> **To do**
Restate every line below word for word, but drop each picture.

Image-backed grounding data:
<<<<

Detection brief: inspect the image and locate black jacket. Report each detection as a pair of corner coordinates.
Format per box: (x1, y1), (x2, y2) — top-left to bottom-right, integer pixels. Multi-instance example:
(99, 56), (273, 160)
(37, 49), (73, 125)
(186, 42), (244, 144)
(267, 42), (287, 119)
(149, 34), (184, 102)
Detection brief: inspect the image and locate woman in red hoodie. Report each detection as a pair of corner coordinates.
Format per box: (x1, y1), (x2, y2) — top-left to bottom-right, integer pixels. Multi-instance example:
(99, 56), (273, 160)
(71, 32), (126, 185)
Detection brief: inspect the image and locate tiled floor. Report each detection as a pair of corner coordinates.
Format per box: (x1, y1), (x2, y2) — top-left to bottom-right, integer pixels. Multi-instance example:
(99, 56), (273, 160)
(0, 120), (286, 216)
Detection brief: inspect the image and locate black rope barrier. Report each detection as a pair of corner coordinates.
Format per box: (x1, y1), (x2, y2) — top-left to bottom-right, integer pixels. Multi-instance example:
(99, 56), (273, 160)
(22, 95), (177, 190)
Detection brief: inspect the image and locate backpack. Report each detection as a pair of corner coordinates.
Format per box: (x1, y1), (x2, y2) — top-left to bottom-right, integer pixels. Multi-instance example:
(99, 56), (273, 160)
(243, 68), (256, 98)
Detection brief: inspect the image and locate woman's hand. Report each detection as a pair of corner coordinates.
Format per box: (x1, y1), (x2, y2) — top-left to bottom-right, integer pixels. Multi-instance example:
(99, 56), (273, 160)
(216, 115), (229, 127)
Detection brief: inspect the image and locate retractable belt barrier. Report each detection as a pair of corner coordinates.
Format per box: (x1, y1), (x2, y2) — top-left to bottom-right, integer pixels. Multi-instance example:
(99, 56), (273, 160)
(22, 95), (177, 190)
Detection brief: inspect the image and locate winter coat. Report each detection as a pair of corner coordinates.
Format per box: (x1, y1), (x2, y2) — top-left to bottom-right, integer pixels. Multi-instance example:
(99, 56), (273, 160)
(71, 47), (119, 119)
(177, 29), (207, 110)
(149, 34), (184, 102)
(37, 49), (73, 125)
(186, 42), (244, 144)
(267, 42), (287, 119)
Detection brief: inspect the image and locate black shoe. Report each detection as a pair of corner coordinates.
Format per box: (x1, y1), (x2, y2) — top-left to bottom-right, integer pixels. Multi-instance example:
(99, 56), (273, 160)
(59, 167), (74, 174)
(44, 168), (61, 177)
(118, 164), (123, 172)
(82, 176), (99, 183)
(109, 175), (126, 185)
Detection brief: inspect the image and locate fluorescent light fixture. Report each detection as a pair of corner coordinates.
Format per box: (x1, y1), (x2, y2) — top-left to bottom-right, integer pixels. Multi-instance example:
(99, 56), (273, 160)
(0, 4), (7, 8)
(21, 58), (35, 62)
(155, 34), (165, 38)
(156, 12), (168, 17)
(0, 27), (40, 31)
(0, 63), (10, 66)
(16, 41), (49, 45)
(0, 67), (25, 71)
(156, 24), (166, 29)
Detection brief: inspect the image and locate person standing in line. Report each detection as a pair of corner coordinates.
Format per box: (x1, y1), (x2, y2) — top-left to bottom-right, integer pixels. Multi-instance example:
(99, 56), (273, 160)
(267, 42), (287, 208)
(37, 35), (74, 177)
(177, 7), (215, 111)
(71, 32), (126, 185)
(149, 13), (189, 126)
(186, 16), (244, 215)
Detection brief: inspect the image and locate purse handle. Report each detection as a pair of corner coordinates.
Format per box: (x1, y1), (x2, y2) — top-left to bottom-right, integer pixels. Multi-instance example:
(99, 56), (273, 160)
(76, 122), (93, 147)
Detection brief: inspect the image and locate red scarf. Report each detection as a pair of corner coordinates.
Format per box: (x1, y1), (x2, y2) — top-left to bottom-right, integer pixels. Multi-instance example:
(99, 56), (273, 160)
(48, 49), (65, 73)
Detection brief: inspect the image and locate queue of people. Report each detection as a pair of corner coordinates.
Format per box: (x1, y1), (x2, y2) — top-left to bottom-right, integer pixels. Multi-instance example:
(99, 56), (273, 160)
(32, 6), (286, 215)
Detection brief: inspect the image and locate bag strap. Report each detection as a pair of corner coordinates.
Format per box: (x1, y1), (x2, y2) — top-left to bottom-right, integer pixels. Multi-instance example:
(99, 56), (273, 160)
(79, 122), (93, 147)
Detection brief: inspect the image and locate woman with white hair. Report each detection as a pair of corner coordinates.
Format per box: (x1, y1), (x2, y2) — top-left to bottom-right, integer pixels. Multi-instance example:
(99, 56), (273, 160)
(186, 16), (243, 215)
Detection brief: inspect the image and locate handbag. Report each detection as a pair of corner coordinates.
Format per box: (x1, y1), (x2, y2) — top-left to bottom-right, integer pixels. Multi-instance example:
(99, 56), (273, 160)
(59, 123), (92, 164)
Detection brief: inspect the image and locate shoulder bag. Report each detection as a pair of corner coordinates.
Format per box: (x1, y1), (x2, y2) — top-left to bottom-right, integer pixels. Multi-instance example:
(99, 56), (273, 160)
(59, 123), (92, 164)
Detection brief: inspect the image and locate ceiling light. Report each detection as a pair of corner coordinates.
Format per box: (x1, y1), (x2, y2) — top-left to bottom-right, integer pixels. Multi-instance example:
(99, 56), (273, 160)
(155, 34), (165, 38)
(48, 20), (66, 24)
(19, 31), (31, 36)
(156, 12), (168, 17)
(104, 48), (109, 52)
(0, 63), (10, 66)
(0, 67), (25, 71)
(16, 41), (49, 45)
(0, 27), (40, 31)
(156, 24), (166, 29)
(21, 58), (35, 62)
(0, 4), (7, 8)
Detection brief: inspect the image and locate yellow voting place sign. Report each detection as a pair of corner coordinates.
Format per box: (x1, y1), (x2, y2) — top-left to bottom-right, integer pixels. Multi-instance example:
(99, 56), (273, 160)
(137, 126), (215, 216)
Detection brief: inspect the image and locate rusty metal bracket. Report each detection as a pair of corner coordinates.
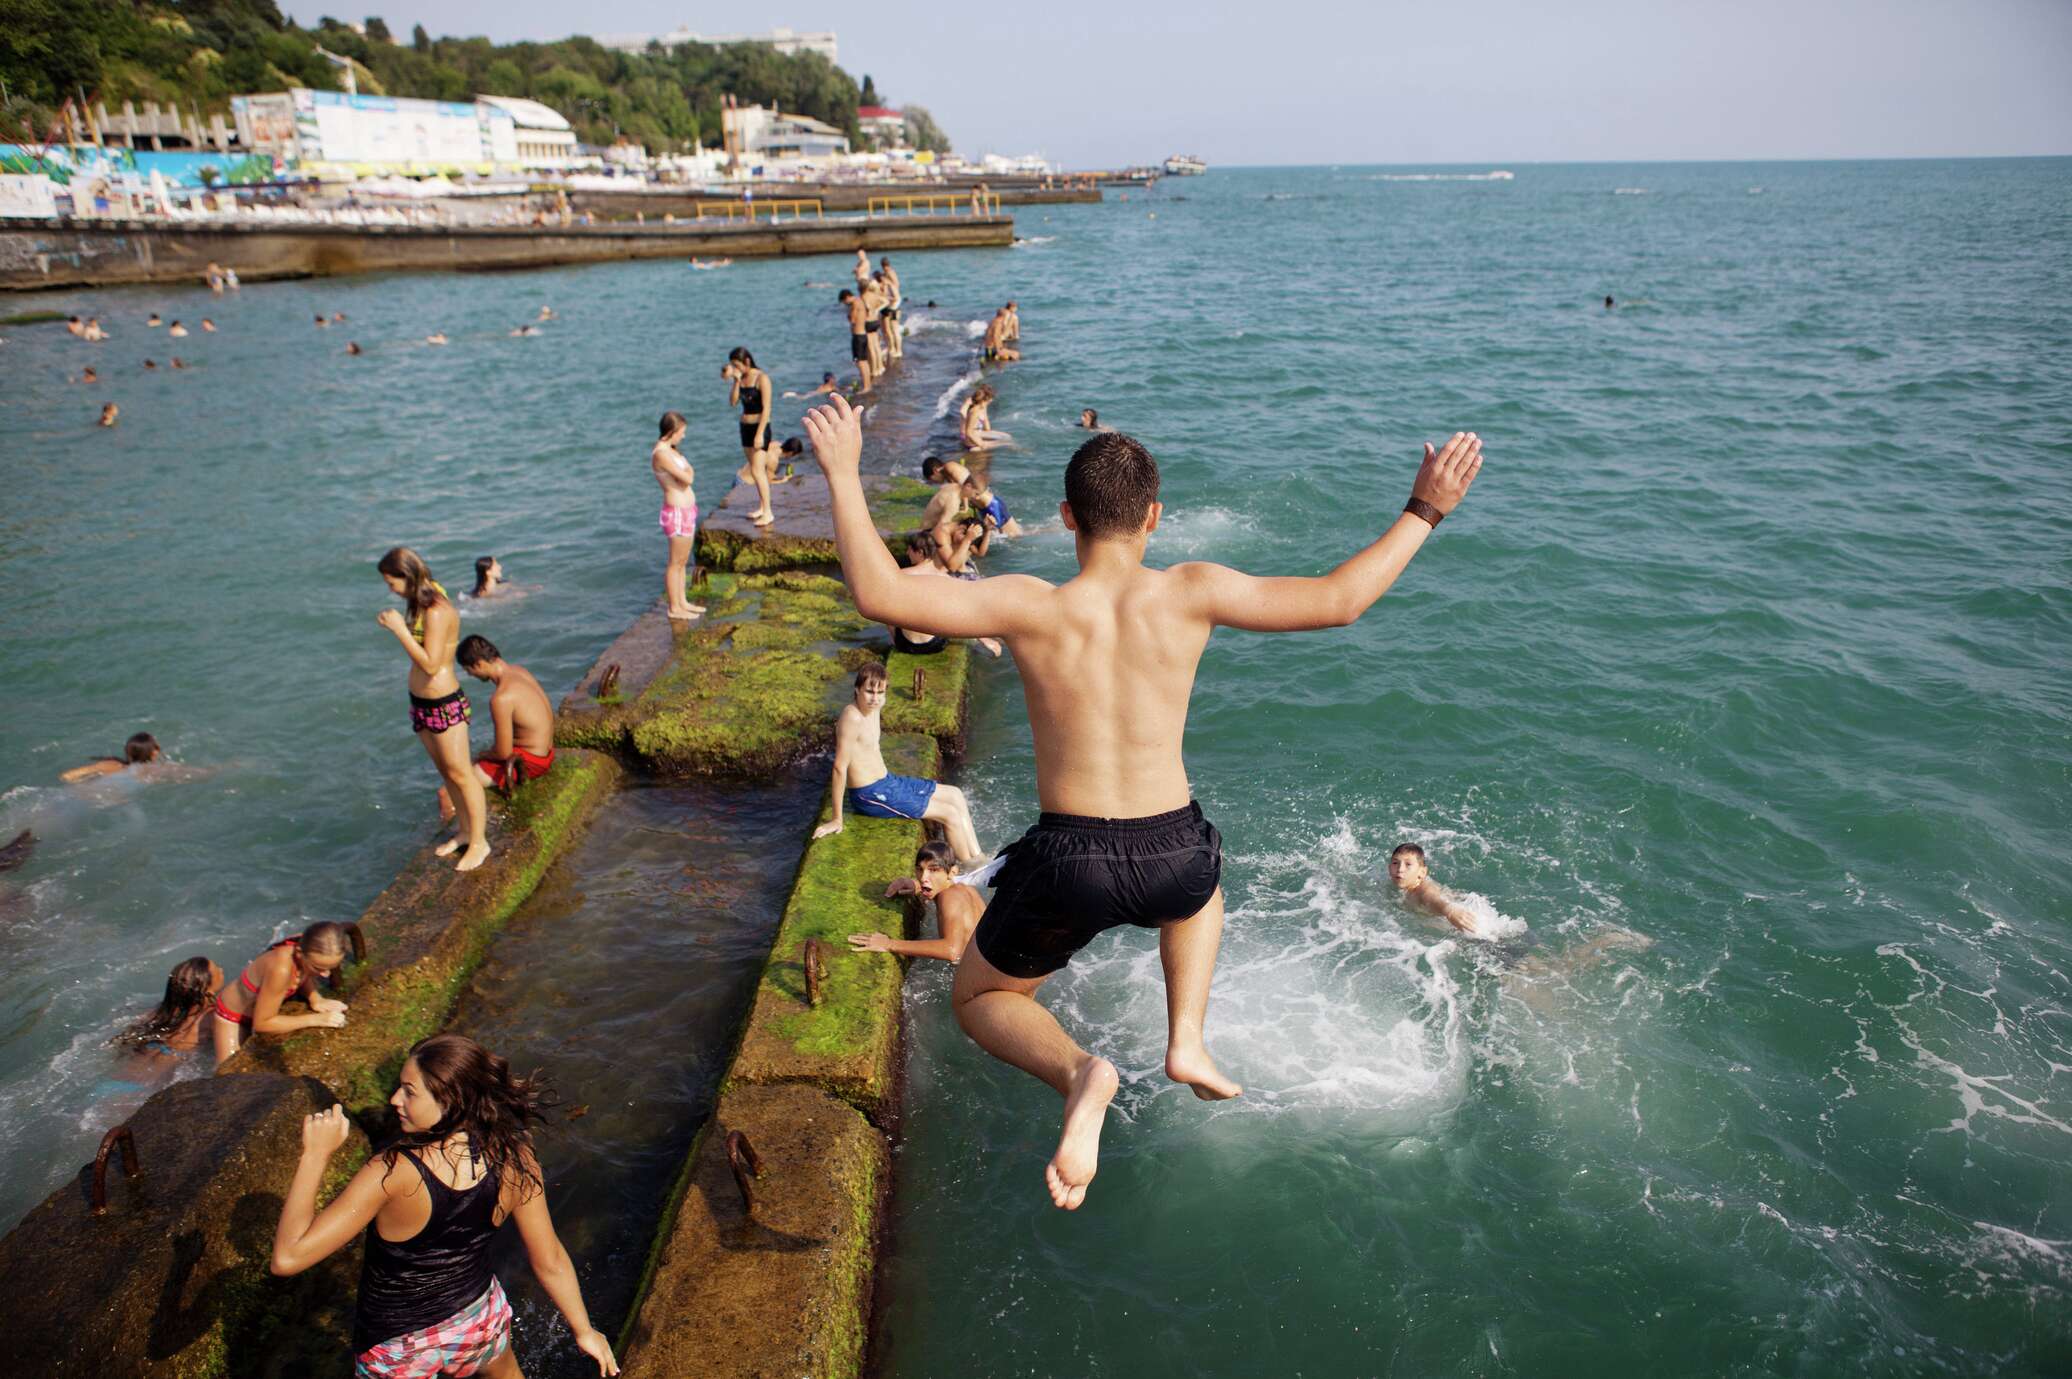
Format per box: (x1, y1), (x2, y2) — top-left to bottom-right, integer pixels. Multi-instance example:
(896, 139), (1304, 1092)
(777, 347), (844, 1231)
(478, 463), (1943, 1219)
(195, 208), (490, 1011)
(803, 938), (825, 1009)
(726, 1130), (763, 1214)
(912, 667), (927, 703)
(595, 663), (622, 700)
(90, 1124), (139, 1216)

>>>>

> **Finished task**
Detection brief: inspect the image and locate black jacket. Report each detection as a pair of corner coordinates.
Format per box: (x1, y1), (x2, y2) — top-left to bottom-right, integer pixels. Multi-instance example:
(99, 56), (273, 160)
(37, 49), (73, 125)
(186, 42), (244, 144)
(267, 42), (287, 119)
(149, 34), (184, 102)
Detection brief: inspect the image and locate woman in red hoodie. Report each detection as a pair of corner coordinates.
Format per box: (x1, y1), (x2, y2) — top-left to bottom-right, integer pixels. Multi-instance example:
(99, 56), (273, 160)
(71, 32), (126, 185)
Detection brief: inspect the image and locate tiled floor. Report each detection as a pair of corner coordinates.
Format per box: (x1, y1), (x2, y2) — top-left to bottom-right, integer pixels. Multi-instance example:
(99, 56), (273, 160)
(0, 120), (286, 216)
Detection brief: inspect the image and locate black rope barrier. Report each detection as a pair of corner coordinates.
Format per box: (x1, y1), (x2, y2) — top-left to bottom-right, integer pixels. Multi-instance example:
(99, 56), (273, 160)
(22, 95), (177, 190)
Detection brief: inspect the image and locate backpack. Report each detection as a pair of corner coordinates.
Format per box: (x1, y1), (x2, y2) — top-left to bottom-right, integer pixels. Multi-instance example:
(99, 56), (273, 160)
(243, 68), (256, 98)
Detection brief: inspect the image and locate woman's hand. Report each detection as a pair of corner coordinates.
Format per box: (x1, y1), (x2, y2) — top-left to bottom-right, integer pixels. Multi-instance example:
(99, 56), (273, 160)
(216, 115), (229, 127)
Detection brief: inspect the image and locate retractable belt barrier. Report each detection as a pair of corner coordinates.
Format per box: (x1, y1), (x2, y2) — top-left to bottom-right, integer pixels. Multi-instance example:
(99, 56), (273, 160)
(22, 95), (177, 190)
Detection brief: inspect the image and locate winter coat. Report each detection as a pair of corner coordinates.
Format per box: (x1, y1), (x2, y2) — top-left to bottom-right, integer pixels. Multi-instance example:
(99, 56), (273, 160)
(71, 47), (119, 119)
(177, 29), (207, 110)
(149, 34), (184, 102)
(37, 49), (73, 125)
(186, 42), (244, 144)
(267, 42), (287, 119)
Detection brief: inspect the image and locate black shoe. Report each detection as a pair of corner coordinates.
Format per box: (x1, y1), (x2, y2) — top-left to bottom-right, integer pixels. Multi-instance example:
(99, 56), (273, 160)
(59, 167), (74, 174)
(44, 168), (61, 177)
(118, 164), (123, 172)
(82, 176), (99, 183)
(109, 175), (126, 185)
Detection brief: inspect the image and locate fluorescent light fixture. Report each detection as a pair of corner coordinates.
Format per box: (x1, y1), (x2, y2) — top-left to bottom-right, integer pixels. Multi-instance example:
(99, 56), (273, 160)
(0, 4), (7, 8)
(21, 58), (35, 62)
(155, 34), (165, 38)
(156, 12), (168, 17)
(0, 27), (40, 31)
(0, 63), (10, 66)
(16, 41), (49, 45)
(0, 67), (25, 71)
(156, 24), (166, 29)
Detection brief: inspect the image and locate person standing in line. Report each detection as a pair of corner coordinates.
Format per box: (x1, y1), (x2, y2) — top-left to bottom-right, integer pixels. Multi-instance example:
(99, 56), (273, 160)
(267, 42), (287, 208)
(37, 35), (74, 177)
(177, 7), (215, 111)
(71, 32), (126, 185)
(149, 13), (189, 126)
(186, 16), (244, 215)
Detection brief: inspect the image and locate purse handle. Report each detection as a pair of corner coordinates.
Format per box: (x1, y1), (x2, y2) — top-left to bottom-right, integer pixels. Multi-instance example:
(99, 56), (273, 160)
(76, 122), (93, 147)
Detection brief: inspect the image and locate red scarf. Report each detection as a pair of corner coordinates.
Format per box: (x1, y1), (x2, y2) — top-left to bottom-right, integer pixels. Multi-instance example:
(99, 56), (273, 160)
(48, 49), (65, 73)
Detection brief: inspect the image and locate queue of people. Report each detection as a pair of corner coordinates.
Format per box: (x1, y1), (x2, y2) — top-left to bottom-right, integer pixels. Multi-instance example:
(99, 56), (273, 160)
(32, 6), (286, 215)
Detection brief: inspect the image and locate bag strap. Report each detection as a pair of corner coordinates.
Format per box: (x1, y1), (x2, y2) — top-left to bottom-right, integer pixels. Multi-instance example:
(99, 56), (273, 160)
(79, 122), (93, 147)
Detection brief: inspect the image and locate woman with white hair. Report each detection as a pair of corner coordinates.
Format per box: (x1, y1), (x2, y2) — top-left to bottom-right, integer pixels. Multi-instance example:
(99, 56), (273, 160)
(186, 16), (243, 215)
Detection brief: inspect the image and locate handbag. Report each detection as a pair of corner coordinates.
Format per box: (x1, y1), (x2, y2) — top-left to bottom-right, integer pixels. Multi-instance example:
(99, 56), (273, 160)
(59, 123), (92, 164)
Detection brief: inspect the image and locate shoulder bag. Report each detection as a pair of corner coordinates.
Format per box: (x1, y1), (x2, y2) — top-left to bottom-right, integer pixels. Multi-instance example:
(99, 56), (273, 160)
(59, 123), (92, 164)
Detection brief: inspect the image and locate ceiling light. Report each detection as a pair of corner coordinates.
Format per box: (x1, y1), (x2, y2) — top-left to bottom-right, integer pixels. Multi-instance example:
(99, 56), (273, 160)
(155, 34), (165, 38)
(48, 20), (66, 24)
(19, 31), (31, 36)
(156, 12), (168, 17)
(104, 48), (109, 52)
(0, 63), (10, 66)
(0, 67), (25, 71)
(16, 41), (49, 45)
(0, 27), (40, 31)
(156, 24), (166, 29)
(21, 58), (35, 62)
(0, 4), (7, 8)
Detection brief: inspect the image and locate yellow voting place sign. Report each detection as a pair of corner coordinates.
Format per box: (x1, y1), (x2, y2) — top-left to bottom-right, integer pixels. Multi-instance example:
(99, 56), (273, 160)
(137, 126), (215, 216)
Detection brief: inspect the image and locate rusty metal bracket. Report each detection as a pair of corner coordinates.
Format per box: (x1, y1), (x2, y2) — top-left to bottom-right, integer pixels. Multi-instance example:
(896, 139), (1304, 1092)
(777, 347), (844, 1231)
(478, 463), (1943, 1219)
(195, 208), (490, 1011)
(803, 938), (825, 1009)
(726, 1130), (763, 1214)
(912, 667), (927, 703)
(595, 663), (622, 700)
(90, 1124), (139, 1216)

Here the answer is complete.